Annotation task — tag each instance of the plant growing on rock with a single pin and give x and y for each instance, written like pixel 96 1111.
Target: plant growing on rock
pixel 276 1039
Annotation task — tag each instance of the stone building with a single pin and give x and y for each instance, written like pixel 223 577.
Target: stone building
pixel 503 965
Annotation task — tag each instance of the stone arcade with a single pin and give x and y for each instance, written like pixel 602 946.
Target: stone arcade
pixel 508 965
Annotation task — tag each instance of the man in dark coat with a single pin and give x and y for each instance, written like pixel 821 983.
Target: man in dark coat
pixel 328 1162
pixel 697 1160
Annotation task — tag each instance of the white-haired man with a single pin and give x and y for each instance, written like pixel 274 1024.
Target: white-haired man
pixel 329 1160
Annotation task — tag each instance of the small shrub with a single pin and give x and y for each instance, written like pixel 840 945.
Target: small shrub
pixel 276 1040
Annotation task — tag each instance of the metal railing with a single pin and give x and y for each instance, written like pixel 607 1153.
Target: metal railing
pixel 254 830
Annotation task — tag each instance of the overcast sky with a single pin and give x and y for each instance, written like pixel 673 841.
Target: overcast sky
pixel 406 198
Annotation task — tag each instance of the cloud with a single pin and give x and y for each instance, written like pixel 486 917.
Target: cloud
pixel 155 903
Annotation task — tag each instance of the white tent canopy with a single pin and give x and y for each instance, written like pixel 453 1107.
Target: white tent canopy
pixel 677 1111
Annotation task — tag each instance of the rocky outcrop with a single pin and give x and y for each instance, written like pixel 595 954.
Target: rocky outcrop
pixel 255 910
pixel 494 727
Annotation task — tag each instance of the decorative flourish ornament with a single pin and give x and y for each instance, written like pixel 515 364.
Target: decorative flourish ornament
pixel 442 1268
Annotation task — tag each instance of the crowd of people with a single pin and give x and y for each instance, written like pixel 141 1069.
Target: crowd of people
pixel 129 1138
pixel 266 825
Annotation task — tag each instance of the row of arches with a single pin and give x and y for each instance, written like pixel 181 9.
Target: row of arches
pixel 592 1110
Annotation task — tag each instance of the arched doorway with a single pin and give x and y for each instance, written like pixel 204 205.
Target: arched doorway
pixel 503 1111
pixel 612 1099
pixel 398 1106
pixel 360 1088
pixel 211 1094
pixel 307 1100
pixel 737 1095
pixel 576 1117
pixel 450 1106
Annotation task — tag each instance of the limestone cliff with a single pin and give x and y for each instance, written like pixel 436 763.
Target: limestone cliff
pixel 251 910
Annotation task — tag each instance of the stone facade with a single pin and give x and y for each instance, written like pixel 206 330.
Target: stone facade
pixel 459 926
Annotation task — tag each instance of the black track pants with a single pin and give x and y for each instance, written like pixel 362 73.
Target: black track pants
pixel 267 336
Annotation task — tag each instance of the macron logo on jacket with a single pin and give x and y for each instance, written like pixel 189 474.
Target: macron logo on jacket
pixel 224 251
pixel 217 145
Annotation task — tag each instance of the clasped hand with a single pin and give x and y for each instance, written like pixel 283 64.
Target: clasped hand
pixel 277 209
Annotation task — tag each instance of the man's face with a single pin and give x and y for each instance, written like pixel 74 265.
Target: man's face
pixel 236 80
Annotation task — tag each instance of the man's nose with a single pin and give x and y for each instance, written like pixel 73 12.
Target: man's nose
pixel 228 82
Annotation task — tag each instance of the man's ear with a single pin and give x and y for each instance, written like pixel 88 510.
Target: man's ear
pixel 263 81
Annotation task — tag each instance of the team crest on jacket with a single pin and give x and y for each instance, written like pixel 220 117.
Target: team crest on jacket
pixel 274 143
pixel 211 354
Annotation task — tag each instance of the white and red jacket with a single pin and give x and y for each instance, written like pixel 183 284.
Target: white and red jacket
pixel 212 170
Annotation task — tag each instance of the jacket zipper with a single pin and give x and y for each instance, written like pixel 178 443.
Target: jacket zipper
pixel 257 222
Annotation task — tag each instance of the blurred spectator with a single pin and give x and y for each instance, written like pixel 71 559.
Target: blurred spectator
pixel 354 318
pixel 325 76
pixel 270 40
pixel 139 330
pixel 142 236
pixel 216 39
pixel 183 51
* * *
## Prompt:
Return every line of the records without changes, from the first line up to and including the line that contains "pixel 276 1040".

## Response to the task:
Annotation task — tag each instance of the plant growing on rock with a single pin and give x and y for each instance, written like pixel 96 1111.
Target: plant growing on rock
pixel 276 1039
Annotation task — tag each instance of the stone building with a single pin and give x and y for each instance, written like pixel 223 577.
Target: stone building
pixel 503 965
Annotation task — tag each instance of the stone arcade with a single pin and give x and y for each instance, written like pixel 602 946.
Target: stone arcade
pixel 508 965
Annotation task — tag each instance of the man in dark coat with a single pin and give x and y for each instance, written like pixel 821 983.
Target: man in dark coat
pixel 328 1162
pixel 697 1160
Annotation task — tag each instance of the white-haired man with a single pin and give x and y for each instance, written like pixel 274 1024.
Target: white-haired man
pixel 329 1160
Annotation task — tag each instance of the small shrub with a single pin and give x and y for each instance, written like pixel 840 945.
Target: small shrub
pixel 276 1040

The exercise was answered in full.